### TEXT:
※ ※ ※

Jozef Vengloš (18 February 1936 – 26 January 2021) was a Slovak professional football player and manager. He held a doctorate in Physical Education and also specialised in Psychology. He was selected by FIFA on various occasions to lecture at the FIFA academies throughout the world.

Playing career

Born in Ružomberok, Czechoslovakia (now in Slovakia), Vengloš played as a midfielder for Slovan Bratislava 1954–1966, and later captained the team, and also played for Czechoslovakia at the B level. After his playing career was prematurely ended by hepatitis, he began his managerial career in Australia, first in club football, before going on to manage the national team. He then returned to Czechoslovakia and coached at club and Under-23 national level.

Coaching career

In 1973, Vengloš was appointed as manager of Slovan Bratislava. During his three years in charge, he twice won the championship. He was also assistant manager of Czechoslovakia from 1973–1978. As assistant to Václav Ježek, he helped guide the team to victory in the Euro 1976, beating the Netherlands in the semi-finals and West Germany in the Final.

※ ※ ※

### THE EXERCISE:
Write out the passage of the Vengloš biography word for word, from "Born in Ružomberok, Czechoslovakia" up to and including "in the Final.".

### SUPPLIED RECORDS:
※ ※ ※

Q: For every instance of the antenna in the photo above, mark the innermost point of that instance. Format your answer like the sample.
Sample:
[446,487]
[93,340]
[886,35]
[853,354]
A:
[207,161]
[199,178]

※ ※ ※

### EXERCISE RESPONSE:
Born in Ružomberok, Czechoslovakia (now in Slovakia), Vengloš played as a midfielder for Slovan Bratislava 1954–1966, and later captained the team, and also played for Czechoslovakia at the B level. After his playing career was prematurely ended by hepatitis, he began his managerial career in Australia, first in club football, before going on to manage the national team. He then returned to Czechoslovakia and coached at club and Under-23 national level.

Coaching career

In 1973, Vengloš was appointed as manager of Slovan Bratislava. During his three years in charge, he twice won the championship. He was also assistant manager of Czechoslovakia from 1973–1978. As assistant to Václav Ježek, he helped guide the team to victory in the Euro 1976, beating the Netherlands in the semi-finals and West Germany in the Final.